--- Start Supplied data ---

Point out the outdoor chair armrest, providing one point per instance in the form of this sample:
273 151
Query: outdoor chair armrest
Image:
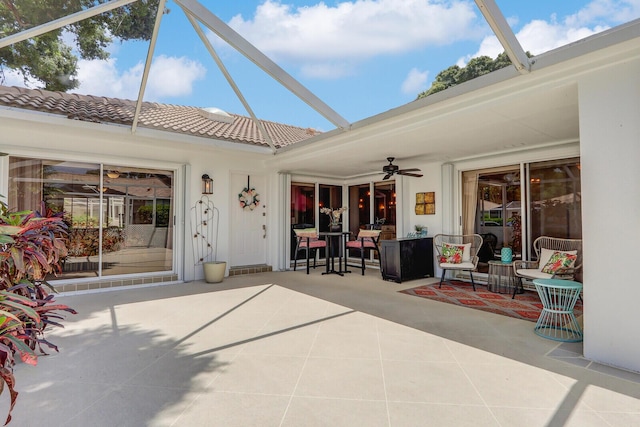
565 273
520 265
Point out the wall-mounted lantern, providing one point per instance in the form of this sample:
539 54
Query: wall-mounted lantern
207 184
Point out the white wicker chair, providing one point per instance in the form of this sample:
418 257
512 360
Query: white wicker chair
470 255
544 247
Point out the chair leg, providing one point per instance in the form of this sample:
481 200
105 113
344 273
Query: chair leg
515 288
380 261
295 255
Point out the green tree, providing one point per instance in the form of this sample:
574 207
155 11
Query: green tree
476 67
47 58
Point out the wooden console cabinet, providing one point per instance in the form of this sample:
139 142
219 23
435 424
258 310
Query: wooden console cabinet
407 258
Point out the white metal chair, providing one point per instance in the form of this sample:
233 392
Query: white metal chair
544 246
457 252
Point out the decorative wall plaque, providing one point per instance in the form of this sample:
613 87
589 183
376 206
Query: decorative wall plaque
426 203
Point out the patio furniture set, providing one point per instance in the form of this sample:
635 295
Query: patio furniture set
553 275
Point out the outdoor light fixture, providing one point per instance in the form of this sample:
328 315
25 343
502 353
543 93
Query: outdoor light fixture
207 184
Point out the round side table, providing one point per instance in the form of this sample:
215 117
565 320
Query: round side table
557 321
501 278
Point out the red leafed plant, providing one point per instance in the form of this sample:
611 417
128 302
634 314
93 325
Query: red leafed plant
31 247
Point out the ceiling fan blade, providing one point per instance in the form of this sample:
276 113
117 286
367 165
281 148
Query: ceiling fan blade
417 175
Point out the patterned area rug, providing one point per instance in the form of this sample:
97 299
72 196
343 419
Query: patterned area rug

--- End Supplied data ---

▸ Direction
Please revise all of the lines above, replacing "sample" with "example" wherever it occurs and changing nothing else. Leave the pictures out of your answer.

▸ Written solution
Point out the outdoor chair armrest, providing one point per instance in the form of this example:
273 151
Query: outdoor chair armrest
Image:
565 273
520 265
Point out the wall-mounted lantern, providing one point per instance in the form of this example:
539 54
Query: wall-mounted lantern
207 184
Point out the white wicker chair, providing one point per instance in the form of this example:
418 257
512 360
Query: white wicker chair
470 255
544 247
Point out the chair leg, providing one point per instance in the form of this example:
481 200
105 113
344 273
Query: chair leg
515 288
380 261
295 255
Point out the green tree, providing one point per instance in the form of this example:
574 207
155 11
Query: green tree
476 67
47 58
Point out the wooden console cabinet, providing one point per instance in the form of this example:
139 142
219 23
435 424
258 310
Query: wooden console cabinet
407 258
Point out the white metal chair, providing one point per instance in the form of this example:
233 392
Query: white metal chair
544 246
457 252
Point out the decorative wall plaque, providing one point per instance in the form of this example:
613 87
589 183
376 206
Query: decorative wall plaque
426 203
Point out the patio furniture set, providing one point per instance in the form of this example:
635 295
Query: patio furniture set
553 275
Point out the outdoor light fixture, providing one point per instance in the form of this example:
328 315
25 343
502 353
543 93
Query: outdoor light fixture
207 184
Point out the round side table, providing one point per instance in the form of this example:
215 117
565 320
Query: round side table
557 321
501 278
Point out the red leafed plant, providing one point per instance in the form of this example:
611 417
128 302
634 314
93 325
Query: red leafed plant
31 247
Point out the ceiling fan blade, providing one point per instance in the form of this example:
276 113
117 286
367 165
281 148
Query: ceiling fan blade
417 175
Point out the patterned area rug, providing one point per instance in the form of this example:
97 299
72 196
343 419
Query: patterned area rug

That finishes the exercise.